I forgot to post this post from a little while ago. I wrote it in the Madison, WI airport with no internet access at the time.

Here it goes:



I'm sitting in the Madison, WI airport writing this post into my text editor. Seven dollars for WIFI internet access was a little too expensive. I'm on my way to St. Louis - by the time I post this up to the web, I'll be home.

On the fifth of august, my parrents arrived in Estes Park. I quit my job, and we spent four days together in Estes Park before coming here to Madison for a joint birthday celebration for many of our relatives. My grandmother turned 94, my aunt 70 and my uncle 60. We almost had someone turning 50, 40, 30, 20, and ten this summer as well. Twenty was the biggest stretch though, as they tried to use me (i'm still eighteen) and a second cousin who's nineteen to fit the pattern.

As a last hurrah in Estes Park, I went hiking with my parrents. I hadn't done any legitimate hiking during my two months in Estes, and I was supprised by how much I enjoyed it. By legitimate hiking, I mean hiking without climbing as the destination. We went to some very beautiful lakes in Rocky Mountain National Park together, and had hoped to climb two thirteen thousand foot peaks (Chiquita and Ypsilon) in the park. Unfortunately, the dirt road ging up to the trailhead had been washed out by heavy rain the previous day, so we had to settle for a different hike - dissapointing trek through the forrest to a (less beautiful) lake. But it was a good workout.

One morning I got to take my parrents climbing at Jurassic Park. My mom overcame a lot of her fears and got up three routes - some of her first outdoor climbs ever. The first was the nice 90ft warmup Coloradoditty, and while I find it quite relaxing, she was especially scared because of how high it is compared to many (gym) climbs. My dad also lead Edge of Time, and I had one last try on my ongoing project, Andrology. None of the moves are harder than 5.11d, but there are just so many of them! With the difficult section between 70 and 80 feet up, and no rests beforehand, endurence is the key. I guess.

Here in Wisconsin we had a nice visit. Almost the whole family was in town for the party. My grandmother has seven children, many of whome (unlike my dad) are grandparents now themselves. Some of my aunt Ann's grandchildren are even older than I am, and there sure are a lot of them. Next time I hope we get name tags.

This morning we helped my uncle fred on the farm a little bit before setting off. There's always work to do on a farm, so we kept busy unloading hay and taking the branches from two cut down willow trees up to be burned.

I'll be back in St. Louis for ten days before going back to Princeton on the 23rd. I'll be helping with the Outdoor Action rock climbing orientation trips for incomming freshman, so I have to be back to school quite early. Classes don't start untill the 11th of September, so I plan to spent a lot of the down time setting rock climbing routes at the Princeton climbing wall.

Hopefully I'll have time to see many of my high school friends while I'm home.

Friday, August 1, 2008

Classic Climbing

I've gotten two more great climbs in in the last two days. I only have two more days of work left, and not too much time here after that, so I'm happy to be getting "my money's worth" of climbing in.

■ Given information:
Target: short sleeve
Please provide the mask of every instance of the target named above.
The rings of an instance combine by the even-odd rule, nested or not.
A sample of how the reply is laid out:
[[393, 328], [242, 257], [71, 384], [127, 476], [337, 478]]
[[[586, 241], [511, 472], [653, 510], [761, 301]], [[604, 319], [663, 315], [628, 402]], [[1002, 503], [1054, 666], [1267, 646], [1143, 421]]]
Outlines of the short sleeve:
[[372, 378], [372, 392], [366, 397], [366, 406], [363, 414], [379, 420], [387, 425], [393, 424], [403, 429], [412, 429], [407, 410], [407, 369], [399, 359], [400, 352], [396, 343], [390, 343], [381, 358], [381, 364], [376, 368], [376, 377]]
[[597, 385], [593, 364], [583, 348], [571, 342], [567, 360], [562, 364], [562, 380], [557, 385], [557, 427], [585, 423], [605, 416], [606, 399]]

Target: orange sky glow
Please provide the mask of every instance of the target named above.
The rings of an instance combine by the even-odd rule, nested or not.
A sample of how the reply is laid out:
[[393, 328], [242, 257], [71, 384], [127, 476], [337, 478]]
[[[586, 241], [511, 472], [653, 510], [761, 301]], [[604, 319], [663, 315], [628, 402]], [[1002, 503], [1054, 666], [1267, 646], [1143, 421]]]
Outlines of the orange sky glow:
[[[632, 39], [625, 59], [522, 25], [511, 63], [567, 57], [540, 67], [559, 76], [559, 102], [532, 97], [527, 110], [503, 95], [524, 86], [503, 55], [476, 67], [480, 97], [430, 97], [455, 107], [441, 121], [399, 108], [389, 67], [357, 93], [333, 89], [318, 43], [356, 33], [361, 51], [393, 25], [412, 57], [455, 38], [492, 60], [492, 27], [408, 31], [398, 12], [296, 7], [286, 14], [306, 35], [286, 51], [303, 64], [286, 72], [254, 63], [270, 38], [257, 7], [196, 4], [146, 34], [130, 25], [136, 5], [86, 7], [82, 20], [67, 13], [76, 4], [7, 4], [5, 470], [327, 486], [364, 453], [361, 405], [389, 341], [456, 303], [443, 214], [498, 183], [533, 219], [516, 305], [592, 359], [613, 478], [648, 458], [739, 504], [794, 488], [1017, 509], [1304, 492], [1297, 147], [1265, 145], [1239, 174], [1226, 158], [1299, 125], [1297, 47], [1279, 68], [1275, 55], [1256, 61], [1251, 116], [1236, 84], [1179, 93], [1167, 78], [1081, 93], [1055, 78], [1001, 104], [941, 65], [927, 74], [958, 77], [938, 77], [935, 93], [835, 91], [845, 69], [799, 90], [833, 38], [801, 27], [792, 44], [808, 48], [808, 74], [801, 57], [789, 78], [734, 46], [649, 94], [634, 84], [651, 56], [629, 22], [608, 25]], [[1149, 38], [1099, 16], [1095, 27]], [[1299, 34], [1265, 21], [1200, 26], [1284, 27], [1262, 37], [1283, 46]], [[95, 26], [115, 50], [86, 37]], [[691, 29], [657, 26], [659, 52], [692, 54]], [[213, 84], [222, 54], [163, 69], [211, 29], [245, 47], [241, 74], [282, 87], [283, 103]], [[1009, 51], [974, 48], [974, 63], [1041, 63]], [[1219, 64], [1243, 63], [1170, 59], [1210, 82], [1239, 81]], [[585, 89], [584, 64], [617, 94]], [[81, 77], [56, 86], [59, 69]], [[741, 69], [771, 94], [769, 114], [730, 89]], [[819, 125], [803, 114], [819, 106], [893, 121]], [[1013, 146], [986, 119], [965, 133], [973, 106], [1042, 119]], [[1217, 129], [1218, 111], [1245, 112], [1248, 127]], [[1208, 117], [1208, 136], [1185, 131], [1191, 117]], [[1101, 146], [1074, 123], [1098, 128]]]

==

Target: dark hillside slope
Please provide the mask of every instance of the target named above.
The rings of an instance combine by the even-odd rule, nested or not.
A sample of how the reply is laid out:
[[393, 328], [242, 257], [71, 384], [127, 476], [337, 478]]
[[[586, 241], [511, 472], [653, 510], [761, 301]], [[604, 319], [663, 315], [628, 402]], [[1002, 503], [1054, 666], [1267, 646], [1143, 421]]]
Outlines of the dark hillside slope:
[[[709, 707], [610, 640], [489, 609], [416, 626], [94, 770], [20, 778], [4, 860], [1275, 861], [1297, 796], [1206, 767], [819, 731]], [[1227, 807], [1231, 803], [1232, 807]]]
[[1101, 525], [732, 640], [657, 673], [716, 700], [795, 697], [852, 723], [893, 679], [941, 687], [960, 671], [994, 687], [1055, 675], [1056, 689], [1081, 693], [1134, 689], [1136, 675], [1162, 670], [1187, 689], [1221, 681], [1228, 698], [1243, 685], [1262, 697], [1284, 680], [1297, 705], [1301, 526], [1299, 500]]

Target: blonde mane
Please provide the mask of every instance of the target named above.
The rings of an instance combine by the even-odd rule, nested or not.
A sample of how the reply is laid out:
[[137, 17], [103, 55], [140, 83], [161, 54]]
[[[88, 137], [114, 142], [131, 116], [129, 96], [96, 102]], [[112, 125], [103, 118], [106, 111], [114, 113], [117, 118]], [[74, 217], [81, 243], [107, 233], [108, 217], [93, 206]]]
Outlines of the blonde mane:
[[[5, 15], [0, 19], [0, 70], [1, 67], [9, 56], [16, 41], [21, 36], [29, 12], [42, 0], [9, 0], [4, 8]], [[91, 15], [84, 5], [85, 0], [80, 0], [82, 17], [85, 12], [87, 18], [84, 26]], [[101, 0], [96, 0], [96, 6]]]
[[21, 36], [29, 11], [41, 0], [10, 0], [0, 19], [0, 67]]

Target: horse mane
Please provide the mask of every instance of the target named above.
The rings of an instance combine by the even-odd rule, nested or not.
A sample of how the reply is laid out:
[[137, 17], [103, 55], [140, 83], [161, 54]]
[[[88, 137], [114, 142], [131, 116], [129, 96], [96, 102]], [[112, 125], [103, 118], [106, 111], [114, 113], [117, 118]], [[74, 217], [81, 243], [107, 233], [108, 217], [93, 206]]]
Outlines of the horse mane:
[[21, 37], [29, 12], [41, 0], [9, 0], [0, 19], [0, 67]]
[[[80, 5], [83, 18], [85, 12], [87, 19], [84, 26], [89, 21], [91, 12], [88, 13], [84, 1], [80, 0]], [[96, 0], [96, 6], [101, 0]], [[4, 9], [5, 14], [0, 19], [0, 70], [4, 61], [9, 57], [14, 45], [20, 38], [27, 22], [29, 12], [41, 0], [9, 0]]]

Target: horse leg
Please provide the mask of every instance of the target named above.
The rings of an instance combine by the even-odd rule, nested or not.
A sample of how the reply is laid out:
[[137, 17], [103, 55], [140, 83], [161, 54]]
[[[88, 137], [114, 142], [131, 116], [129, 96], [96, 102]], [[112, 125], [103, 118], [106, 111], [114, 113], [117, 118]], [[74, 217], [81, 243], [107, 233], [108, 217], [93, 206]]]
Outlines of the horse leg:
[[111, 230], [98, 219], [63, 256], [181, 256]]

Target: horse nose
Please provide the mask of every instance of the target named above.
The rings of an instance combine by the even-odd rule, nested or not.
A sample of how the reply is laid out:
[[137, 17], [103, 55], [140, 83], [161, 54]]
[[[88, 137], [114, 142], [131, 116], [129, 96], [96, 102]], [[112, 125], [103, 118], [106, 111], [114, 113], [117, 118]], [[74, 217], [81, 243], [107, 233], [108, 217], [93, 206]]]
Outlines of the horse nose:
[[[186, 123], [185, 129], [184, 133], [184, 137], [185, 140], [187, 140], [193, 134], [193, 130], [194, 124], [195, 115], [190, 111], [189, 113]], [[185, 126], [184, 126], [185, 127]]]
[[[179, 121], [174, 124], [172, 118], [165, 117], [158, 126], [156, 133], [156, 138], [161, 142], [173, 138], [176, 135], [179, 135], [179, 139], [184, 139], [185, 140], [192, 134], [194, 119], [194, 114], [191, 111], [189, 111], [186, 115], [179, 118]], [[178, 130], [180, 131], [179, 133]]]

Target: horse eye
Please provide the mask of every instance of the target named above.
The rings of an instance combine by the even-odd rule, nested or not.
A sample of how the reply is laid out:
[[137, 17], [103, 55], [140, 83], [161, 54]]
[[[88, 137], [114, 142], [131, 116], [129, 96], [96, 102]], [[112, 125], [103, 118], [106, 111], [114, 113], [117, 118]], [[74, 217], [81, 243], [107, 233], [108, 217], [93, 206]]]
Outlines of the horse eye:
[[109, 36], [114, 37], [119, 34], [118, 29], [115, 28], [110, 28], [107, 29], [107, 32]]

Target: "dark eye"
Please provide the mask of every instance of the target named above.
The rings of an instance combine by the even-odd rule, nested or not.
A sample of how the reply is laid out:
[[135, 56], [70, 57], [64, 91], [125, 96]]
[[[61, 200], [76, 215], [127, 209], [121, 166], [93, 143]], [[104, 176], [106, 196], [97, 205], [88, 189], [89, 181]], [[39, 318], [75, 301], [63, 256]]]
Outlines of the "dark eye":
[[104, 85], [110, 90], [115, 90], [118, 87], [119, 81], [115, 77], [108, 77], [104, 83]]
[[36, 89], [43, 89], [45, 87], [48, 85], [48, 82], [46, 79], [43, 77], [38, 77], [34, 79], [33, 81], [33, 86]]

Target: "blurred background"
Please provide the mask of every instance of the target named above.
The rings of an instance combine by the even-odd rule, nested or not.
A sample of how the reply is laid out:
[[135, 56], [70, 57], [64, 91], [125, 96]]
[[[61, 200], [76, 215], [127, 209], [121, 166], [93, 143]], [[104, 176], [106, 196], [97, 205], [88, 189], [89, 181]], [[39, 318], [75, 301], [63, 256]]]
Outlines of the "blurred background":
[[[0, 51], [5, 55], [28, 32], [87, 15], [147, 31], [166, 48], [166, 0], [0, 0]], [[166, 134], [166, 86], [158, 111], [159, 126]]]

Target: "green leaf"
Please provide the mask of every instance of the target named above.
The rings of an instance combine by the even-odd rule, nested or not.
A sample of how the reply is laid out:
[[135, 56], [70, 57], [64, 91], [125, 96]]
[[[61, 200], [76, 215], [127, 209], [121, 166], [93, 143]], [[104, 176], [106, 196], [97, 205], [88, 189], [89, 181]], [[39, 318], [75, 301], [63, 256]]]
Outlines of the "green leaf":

---

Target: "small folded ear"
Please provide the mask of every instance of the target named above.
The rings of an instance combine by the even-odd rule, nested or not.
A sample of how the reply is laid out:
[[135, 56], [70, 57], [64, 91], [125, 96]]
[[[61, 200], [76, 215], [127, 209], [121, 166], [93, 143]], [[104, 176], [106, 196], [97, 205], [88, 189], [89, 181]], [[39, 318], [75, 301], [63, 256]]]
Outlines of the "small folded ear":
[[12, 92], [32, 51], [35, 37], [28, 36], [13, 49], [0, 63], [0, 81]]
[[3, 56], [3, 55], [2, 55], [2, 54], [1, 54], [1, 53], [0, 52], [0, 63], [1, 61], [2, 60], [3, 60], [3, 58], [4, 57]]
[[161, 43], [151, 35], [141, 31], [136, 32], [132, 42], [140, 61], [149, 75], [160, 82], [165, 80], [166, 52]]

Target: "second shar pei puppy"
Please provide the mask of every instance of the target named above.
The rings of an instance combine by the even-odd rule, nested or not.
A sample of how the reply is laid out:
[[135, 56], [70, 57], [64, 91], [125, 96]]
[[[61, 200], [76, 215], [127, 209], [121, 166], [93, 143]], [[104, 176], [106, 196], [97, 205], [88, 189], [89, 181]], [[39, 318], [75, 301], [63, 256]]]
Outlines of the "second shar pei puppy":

■ Exercise: Duplicate the part of the blog post between "As a last hurrah" and "a good workout.", inclusive. Rely on the blog post alone.

■ Solution:
As a last hurrah in Estes Park, I went hiking with my parrents. I hadn't done any legitimate hiking during my two months in Estes, and I was supprised by how much I enjoyed it. By legitimate hiking, I mean hiking without climbing as the destination. We went to some very beautiful lakes in Rocky Mountain National Park together, and had hoped to climb two thirteen thousand foot peaks (Chiquita and Ypsilon) in the park. Unfortunately, the dirt road ging up to the trailhead had been washed out by heavy rain the previous day, so we had to settle for a different hike - dissapointing trek through the forrest to a (less beautiful) lake. But it was a good workout.